Extracted data entries:

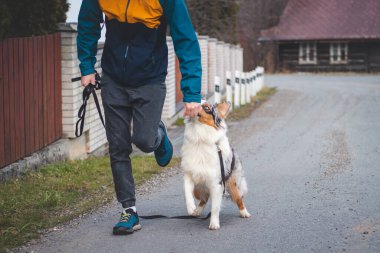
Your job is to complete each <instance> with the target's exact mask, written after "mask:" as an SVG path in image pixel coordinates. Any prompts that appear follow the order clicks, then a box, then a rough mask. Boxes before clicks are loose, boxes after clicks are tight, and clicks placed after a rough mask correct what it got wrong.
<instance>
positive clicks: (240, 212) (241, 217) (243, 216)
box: [240, 208, 251, 218]
mask: <svg viewBox="0 0 380 253" xmlns="http://www.w3.org/2000/svg"><path fill="white" fill-rule="evenodd" d="M240 217H241V218H249V217H251V215H250V214H249V213H248V211H247V209H245V208H244V209H243V210H240Z"/></svg>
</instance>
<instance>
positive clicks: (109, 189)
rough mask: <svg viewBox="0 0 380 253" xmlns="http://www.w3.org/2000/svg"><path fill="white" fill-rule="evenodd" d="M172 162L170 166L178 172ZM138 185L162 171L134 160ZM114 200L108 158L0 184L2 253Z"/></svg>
mask: <svg viewBox="0 0 380 253" xmlns="http://www.w3.org/2000/svg"><path fill="white" fill-rule="evenodd" d="M178 163H179V159H178V158H173V160H172V162H171V166H177V165H178ZM132 166H133V168H134V171H133V175H134V178H135V183H136V185H139V184H141V183H142V182H143V181H145V180H146V179H148V178H150V177H151V176H152V175H154V174H156V173H160V172H162V171H163V170H164V169H163V168H160V167H159V166H157V164H156V162H155V159H154V157H152V156H134V157H133V158H132ZM113 198H114V188H113V181H112V173H111V169H110V163H109V158H108V157H97V158H95V157H92V158H89V159H86V160H78V161H67V162H60V163H55V164H51V165H47V166H44V167H43V168H41V169H40V170H39V171H37V172H29V173H27V174H26V175H25V176H23V177H20V178H18V179H15V180H11V181H7V182H5V183H2V184H0V252H6V249H7V248H13V247H16V246H20V245H22V244H23V243H25V242H27V241H29V240H31V239H35V238H38V237H39V235H40V234H41V232H42V231H43V230H44V229H47V228H52V227H54V226H56V225H59V224H62V223H63V222H66V221H69V220H71V219H73V218H75V217H78V216H79V215H80V214H83V213H87V212H89V211H91V210H93V209H95V208H98V207H100V206H102V205H104V204H105V203H107V202H110V201H111V200H112V199H113Z"/></svg>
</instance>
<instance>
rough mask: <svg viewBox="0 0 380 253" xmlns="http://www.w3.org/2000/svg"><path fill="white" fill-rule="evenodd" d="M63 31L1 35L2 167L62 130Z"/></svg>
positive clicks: (1, 161) (0, 72) (0, 155)
mask: <svg viewBox="0 0 380 253" xmlns="http://www.w3.org/2000/svg"><path fill="white" fill-rule="evenodd" d="M61 100H62V97H61V38H60V34H59V33H57V34H52V35H45V36H36V37H28V38H11V39H6V40H3V41H0V168H2V167H4V166H6V165H8V164H10V163H12V162H15V161H17V160H19V159H21V158H23V157H25V156H28V155H30V154H32V153H33V152H35V151H37V150H39V149H41V148H43V147H45V146H47V145H49V144H50V143H52V142H54V141H55V140H57V139H59V138H60V137H61V136H62V102H61Z"/></svg>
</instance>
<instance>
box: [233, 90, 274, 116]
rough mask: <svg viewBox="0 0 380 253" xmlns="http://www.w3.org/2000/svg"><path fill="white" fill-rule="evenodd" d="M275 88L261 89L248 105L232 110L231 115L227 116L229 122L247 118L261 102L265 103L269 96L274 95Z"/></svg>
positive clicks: (252, 98)
mask: <svg viewBox="0 0 380 253" xmlns="http://www.w3.org/2000/svg"><path fill="white" fill-rule="evenodd" d="M276 91H277V88H269V87H264V88H262V89H261V90H260V91H259V92H258V93H257V94H256V96H254V97H252V99H251V103H250V104H245V105H243V106H240V107H239V108H237V109H234V110H233V111H232V113H230V114H229V115H228V119H229V120H241V119H244V118H247V117H248V116H249V115H251V113H252V112H253V111H254V110H255V109H256V108H257V107H258V106H260V105H261V104H262V102H264V101H266V100H267V99H268V98H269V97H270V96H271V95H273V94H274V93H276Z"/></svg>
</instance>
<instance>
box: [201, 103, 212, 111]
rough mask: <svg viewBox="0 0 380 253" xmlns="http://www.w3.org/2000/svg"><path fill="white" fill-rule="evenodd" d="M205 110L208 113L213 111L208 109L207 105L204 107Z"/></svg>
mask: <svg viewBox="0 0 380 253" xmlns="http://www.w3.org/2000/svg"><path fill="white" fill-rule="evenodd" d="M203 110H205V111H206V112H209V111H211V109H210V107H208V106H207V105H204V106H203Z"/></svg>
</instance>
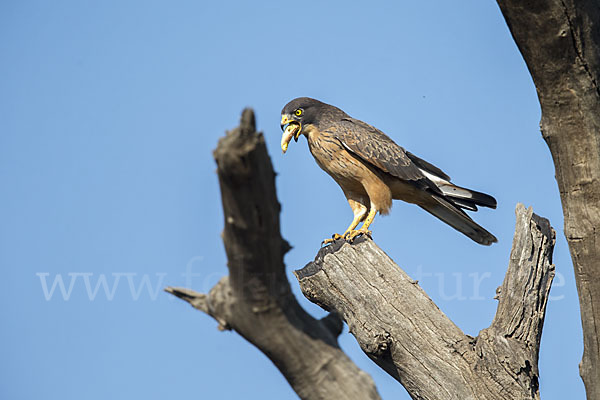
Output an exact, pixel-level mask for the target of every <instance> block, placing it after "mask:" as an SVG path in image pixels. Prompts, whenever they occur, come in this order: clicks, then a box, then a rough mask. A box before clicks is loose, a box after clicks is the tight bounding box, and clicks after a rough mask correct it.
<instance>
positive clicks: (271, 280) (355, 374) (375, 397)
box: [166, 109, 380, 400]
mask: <svg viewBox="0 0 600 400" xmlns="http://www.w3.org/2000/svg"><path fill="white" fill-rule="evenodd" d="M214 156H215V160H216V162H217V166H218V169H217V172H218V176H219V183H220V186H221V198H222V202H223V211H224V215H225V229H224V231H223V243H224V244H225V250H226V252H227V258H228V268H229V276H227V277H224V278H223V279H221V281H220V282H219V283H218V284H217V285H216V286H215V287H214V288H213V289H212V290H211V291H210V292H209V293H208V294H202V293H197V292H194V291H192V290H190V289H183V288H167V289H166V291H167V292H169V293H171V294H173V295H175V296H177V297H179V298H181V299H183V300H185V301H187V302H188V303H190V304H191V305H192V306H194V307H195V308H196V309H198V310H200V311H203V312H205V313H207V314H208V315H210V316H212V317H213V318H215V319H216V320H217V321H218V323H219V328H220V329H233V330H234V331H236V332H238V333H239V334H240V335H242V336H243V337H244V338H245V339H247V340H248V341H249V342H251V343H252V344H254V345H255V346H256V347H258V348H259V349H260V350H261V351H262V352H263V353H265V355H266V356H267V357H269V359H271V361H273V363H274V364H275V365H276V366H277V368H279V370H280V371H281V373H282V374H283V375H284V376H285V378H286V379H287V380H288V382H289V383H290V385H291V386H292V388H293V389H294V390H295V391H296V393H297V394H298V395H299V396H300V398H302V399H311V400H312V399H338V398H339V399H379V398H380V397H379V395H378V393H377V390H376V388H375V384H374V383H373V380H372V379H371V377H370V376H369V375H368V374H366V373H365V372H363V371H361V370H360V369H359V368H358V367H357V366H356V365H355V364H354V363H353V362H352V361H351V360H350V359H349V358H348V357H347V356H346V355H345V354H344V353H343V352H342V350H341V349H340V348H339V346H338V343H337V336H338V335H339V334H340V333H341V330H342V322H341V321H340V319H339V318H338V317H336V316H335V315H333V314H330V315H329V316H327V317H325V318H324V319H321V320H317V319H315V318H313V317H311V316H310V315H309V314H308V313H306V312H305V311H304V310H303V309H302V307H300V305H299V304H298V302H297V301H296V299H295V298H294V296H293V294H292V292H291V290H290V286H289V282H288V280H287V278H286V275H285V265H284V263H283V256H284V254H285V253H286V252H287V251H288V250H289V248H290V246H289V245H288V243H287V242H286V241H285V240H284V239H283V238H282V237H281V234H280V228H279V211H280V206H279V203H278V201H277V197H276V193H275V173H274V172H273V167H272V165H271V160H270V158H269V155H268V153H267V149H266V146H265V142H264V138H263V136H262V134H261V133H257V132H256V128H255V122H254V114H253V112H252V111H251V110H249V109H247V110H245V111H244V113H243V114H242V121H241V124H240V126H239V127H238V128H236V129H234V130H232V131H231V132H228V133H227V135H226V136H225V137H224V138H222V139H221V140H220V141H219V145H218V147H217V149H216V150H215V152H214ZM224 373H226V371H224Z"/></svg>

◆ Task item ◆
Please print all the data above word for word. Pictures should not appear in the copy.

◆ Exercise result ◆
Your job is to complete each <instance> with the target's exact mask, written after "mask:" as an SVG path in image pixel coordinates. Any prompts that appear follow the order clicks, then a box, then a rough mask. Boxes before clicks are loose, boxes after clicks are tight, and clicks placed after a rough mask correct what it got wrong.
<instance>
positive clicks: (240, 212) (241, 217) (243, 216)
box: [240, 208, 251, 218]
mask: <svg viewBox="0 0 380 253" xmlns="http://www.w3.org/2000/svg"><path fill="white" fill-rule="evenodd" d="M240 217H241V218H249V217H251V215H250V214H249V213H248V211H247V209H245V208H244V209H243V210H240Z"/></svg>
</instance>
<instance>
positive clicks: (109, 189)
rough mask: <svg viewBox="0 0 380 253" xmlns="http://www.w3.org/2000/svg"><path fill="white" fill-rule="evenodd" d="M172 162L170 166L178 172ZM138 185L162 171L134 160ZM114 200L108 158L0 184L2 253Z"/></svg>
mask: <svg viewBox="0 0 380 253" xmlns="http://www.w3.org/2000/svg"><path fill="white" fill-rule="evenodd" d="M178 163H179V159H178V158H173V160H172V162H171V166H177V165H178ZM132 166H133V168H134V171H133V175H134V178H135V183H136V185H139V184H141V183H142V182H143V181H145V180H146V179H148V178H150V177H151V176H152V175H154V174H156V173H160V172H162V171H163V170H164V169H163V168H160V167H159V166H157V164H156V162H155V159H154V157H152V156H134V157H133V158H132ZM113 198H114V188H113V181H112V173H111V169H110V163H109V158H108V157H97V158H95V157H92V158H89V159H86V160H78V161H67V162H60V163H55V164H51V165H47V166H44V167H43V168H41V169H40V170H39V171H37V172H29V173H27V174H26V175H25V176H23V177H20V178H18V179H15V180H11V181H7V182H5V183H2V184H0V252H6V249H7V248H13V247H16V246H20V245H22V244H23V243H25V242H27V241H29V240H31V239H35V238H38V237H39V235H40V234H41V232H42V231H43V230H44V229H47V228H52V227H54V226H56V225H59V224H62V223H63V222H66V221H69V220H71V219H73V218H75V217H78V216H79V215H80V214H83V213H87V212H89V211H91V210H93V209H95V208H98V207H100V206H102V205H104V204H105V203H107V202H110V201H111V200H112V199H113Z"/></svg>
</instance>
<instance>
rough mask: <svg viewBox="0 0 380 253" xmlns="http://www.w3.org/2000/svg"><path fill="white" fill-rule="evenodd" d="M63 31L1 35L2 167L62 130Z"/></svg>
positive clicks: (1, 161) (0, 72) (0, 155)
mask: <svg viewBox="0 0 380 253" xmlns="http://www.w3.org/2000/svg"><path fill="white" fill-rule="evenodd" d="M61 100H62V97H61V38H60V34H59V33H57V34H52V35H45V36H36V37H28V38H11V39H6V40H3V41H0V168H2V167H4V166H6V165H8V164H10V163H12V162H15V161H17V160H19V159H21V158H23V157H25V156H28V155H30V154H32V153H33V152H35V151H37V150H39V149H41V148H43V147H45V146H47V145H49V144H50V143H52V142H54V141H55V140H57V139H59V138H60V137H61V136H62V102H61Z"/></svg>
</instance>
<instance>
box: [233, 90, 274, 116]
rough mask: <svg viewBox="0 0 380 253" xmlns="http://www.w3.org/2000/svg"><path fill="white" fill-rule="evenodd" d="M275 88L261 89L248 105L232 110L231 115L227 116L229 122L247 118L261 102L265 103L269 96L274 95Z"/></svg>
positive clicks: (252, 98)
mask: <svg viewBox="0 0 380 253" xmlns="http://www.w3.org/2000/svg"><path fill="white" fill-rule="evenodd" d="M276 91H277V88H269V87H264V88H262V89H261V90H260V91H259V92H258V93H257V94H256V96H254V97H252V99H251V103H250V104H245V105H243V106H240V107H239V108H237V109H234V110H233V111H232V113H230V114H229V115H228V119H229V120H241V119H244V118H247V117H248V116H249V115H251V113H252V112H253V111H254V110H255V109H256V108H257V107H258V106H260V105H261V104H262V102H264V101H266V100H267V99H268V98H269V97H270V96H271V95H273V94H274V93H276Z"/></svg>
</instance>
<instance>
box: [201, 103, 212, 111]
rough mask: <svg viewBox="0 0 380 253" xmlns="http://www.w3.org/2000/svg"><path fill="white" fill-rule="evenodd" d="M205 110L208 113L213 111L208 109L207 105L204 107Z"/></svg>
mask: <svg viewBox="0 0 380 253" xmlns="http://www.w3.org/2000/svg"><path fill="white" fill-rule="evenodd" d="M203 110H205V111H206V112H209V111H211V109H210V107H208V106H207V105H204V106H203Z"/></svg>
</instance>
Output an exact, pixel-level mask for the target of every <instance> block, placing it after "mask:" as an SVG path in image pixels. Prompts, whenever they occur, come in this order: clicks, then a box, then a rough mask. A box before clicks is loose, a box after clicks is the tight bounding box, and clicks after a rough mask correct it.
<instance>
positive clicks: (271, 280) (355, 374) (375, 397)
box: [166, 109, 380, 400]
mask: <svg viewBox="0 0 600 400" xmlns="http://www.w3.org/2000/svg"><path fill="white" fill-rule="evenodd" d="M214 156H215V160H216V162H217V166H218V169H217V172H218V176H219V183H220V186H221V198H222V202H223V211H224V215H225V229H224V231H223V243H224V244H225V250H226V252H227V258H228V268H229V276H227V277H224V278H223V279H221V281H220V282H219V283H218V284H217V285H216V286H215V287H214V288H213V289H212V290H211V291H210V292H209V293H208V294H202V293H197V292H194V291H192V290H190V289H183V288H167V289H166V291H167V292H169V293H171V294H173V295H175V296H177V297H179V298H181V299H183V300H185V301H187V302H188V303H190V304H191V305H192V306H194V307H195V308H196V309H198V310H200V311H203V312H205V313H207V314H208V315H210V316H212V317H213V318H215V319H216V320H217V321H218V323H219V328H220V329H233V330H234V331H236V332H238V333H239V334H240V335H242V336H243V337H244V338H245V339H247V340H248V341H249V342H251V343H252V344H254V345H255V346H256V347H258V348H259V349H260V350H261V351H262V352H263V353H265V355H266V356H267V357H269V359H271V361H273V363H274V364H275V365H276V366H277V368H279V370H280V371H281V373H282V374H283V375H284V376H285V378H286V379H287V380H288V382H289V383H290V385H291V386H292V388H293V389H294V390H295V391H296V393H297V394H298V395H299V396H300V398H302V399H311V400H312V399H338V398H339V399H379V398H380V397H379V395H378V393H377V390H376V388H375V384H374V383H373V380H372V379H371V377H370V376H369V375H368V374H366V373H365V372H363V371H361V370H360V369H359V368H358V367H357V366H356V365H355V364H354V363H353V362H352V361H351V360H350V359H349V358H348V357H347V356H346V355H345V354H344V353H343V352H342V350H341V349H340V348H339V346H338V343H337V336H338V335H339V334H340V333H341V330H342V322H341V321H340V319H339V318H338V317H336V316H335V315H333V314H330V315H329V316H327V317H325V318H324V319H321V320H317V319H315V318H313V317H311V316H310V315H309V314H308V313H306V312H305V311H304V310H303V309H302V307H300V305H299V304H298V302H297V301H296V299H295V298H294V296H293V294H292V292H291V290H290V286H289V282H288V280H287V278H286V275H285V265H284V263H283V256H284V254H285V253H286V252H287V251H288V250H289V248H290V246H289V245H288V243H287V242H286V241H285V240H284V239H283V238H282V237H281V234H280V228H279V211H280V206H279V203H278V201H277V197H276V193H275V173H274V172H273V167H272V165H271V160H270V158H269V155H268V153H267V149H266V146H265V142H264V138H263V136H262V134H261V133H257V132H256V128H255V122H254V114H253V112H252V111H251V110H249V109H247V110H245V111H244V113H243V114H242V121H241V124H240V126H239V127H238V128H236V129H234V130H232V131H231V132H228V133H227V135H226V136H225V137H224V138H222V139H221V140H220V141H219V145H218V147H217V149H216V150H215V152H214ZM224 373H226V371H224Z"/></svg>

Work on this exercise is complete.